TO BE DONE | Output each line of the records below verbatim, leaving every character unchanged.

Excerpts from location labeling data
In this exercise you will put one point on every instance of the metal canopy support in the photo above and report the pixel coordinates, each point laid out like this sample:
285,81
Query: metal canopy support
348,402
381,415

SOLUTION |
In this exercise you will put one point on every instance of the metal canopy support in the photo above and report the pixel coordinates, each point laid out like this sample:
285,81
Query: metal canopy support
348,402
381,415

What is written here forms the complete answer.